##### EXTRACTED DATA #####
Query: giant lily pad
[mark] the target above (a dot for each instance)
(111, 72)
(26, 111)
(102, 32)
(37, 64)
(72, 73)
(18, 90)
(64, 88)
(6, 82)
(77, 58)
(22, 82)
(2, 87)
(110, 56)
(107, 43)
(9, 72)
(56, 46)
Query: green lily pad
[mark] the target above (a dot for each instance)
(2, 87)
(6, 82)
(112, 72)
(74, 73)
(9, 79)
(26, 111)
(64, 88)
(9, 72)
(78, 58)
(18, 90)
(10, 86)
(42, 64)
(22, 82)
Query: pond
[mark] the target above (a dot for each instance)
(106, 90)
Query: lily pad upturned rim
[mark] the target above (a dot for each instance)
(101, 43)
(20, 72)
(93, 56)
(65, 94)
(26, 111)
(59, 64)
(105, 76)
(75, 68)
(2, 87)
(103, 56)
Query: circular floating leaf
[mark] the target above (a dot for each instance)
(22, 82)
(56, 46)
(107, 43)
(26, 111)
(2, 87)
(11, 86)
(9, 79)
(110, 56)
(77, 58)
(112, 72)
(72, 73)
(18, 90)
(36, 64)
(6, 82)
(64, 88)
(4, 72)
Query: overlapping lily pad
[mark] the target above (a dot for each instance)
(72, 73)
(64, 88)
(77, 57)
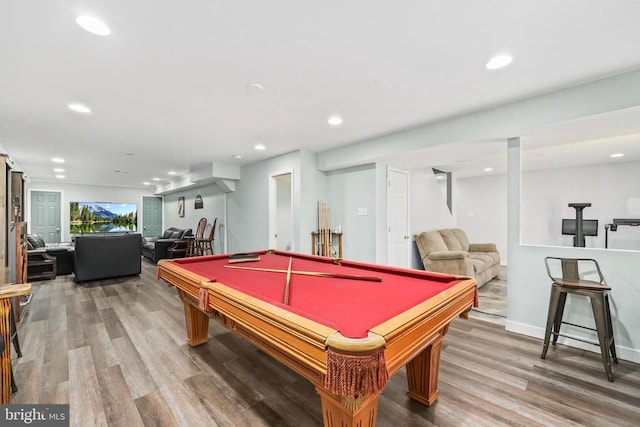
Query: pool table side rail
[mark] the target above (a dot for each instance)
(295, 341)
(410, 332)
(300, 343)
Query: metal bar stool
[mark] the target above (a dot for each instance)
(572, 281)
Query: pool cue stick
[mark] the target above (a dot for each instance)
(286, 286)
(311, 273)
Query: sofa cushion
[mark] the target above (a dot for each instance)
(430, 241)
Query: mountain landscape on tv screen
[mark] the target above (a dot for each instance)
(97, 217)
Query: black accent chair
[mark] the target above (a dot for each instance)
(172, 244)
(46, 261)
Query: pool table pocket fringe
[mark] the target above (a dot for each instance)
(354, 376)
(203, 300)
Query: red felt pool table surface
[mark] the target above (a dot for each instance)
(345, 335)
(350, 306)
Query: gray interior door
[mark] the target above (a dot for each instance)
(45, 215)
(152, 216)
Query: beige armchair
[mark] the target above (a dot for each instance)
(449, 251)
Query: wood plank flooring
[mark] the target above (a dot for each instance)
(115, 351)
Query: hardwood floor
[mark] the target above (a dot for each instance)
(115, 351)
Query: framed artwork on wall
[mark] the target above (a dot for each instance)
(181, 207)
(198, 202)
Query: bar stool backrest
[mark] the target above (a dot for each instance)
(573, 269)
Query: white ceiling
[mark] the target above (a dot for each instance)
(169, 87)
#####
##### EXTRACTED DATA #####
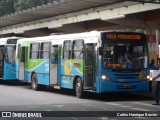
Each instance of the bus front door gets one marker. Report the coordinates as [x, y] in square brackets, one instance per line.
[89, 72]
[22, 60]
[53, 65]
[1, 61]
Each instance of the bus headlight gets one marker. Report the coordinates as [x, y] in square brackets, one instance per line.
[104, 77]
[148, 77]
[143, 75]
#####
> WHAT IS BEING ASKED
Working from the data above, extract solely the lines from the one containing "Query: pond" through the one containing "Query: circular floating leaf", exactly as they appear, both included.

> SOLUTION FOR THIS TASK
Query: pond
[mark] the target above (a dot for each instance)
(106, 90)
Query: lily pad upturned rim
[mark] the target above (a dot for each instance)
(101, 43)
(20, 72)
(93, 56)
(65, 94)
(26, 111)
(59, 64)
(105, 76)
(75, 68)
(2, 87)
(103, 56)
Query: circular floating leaf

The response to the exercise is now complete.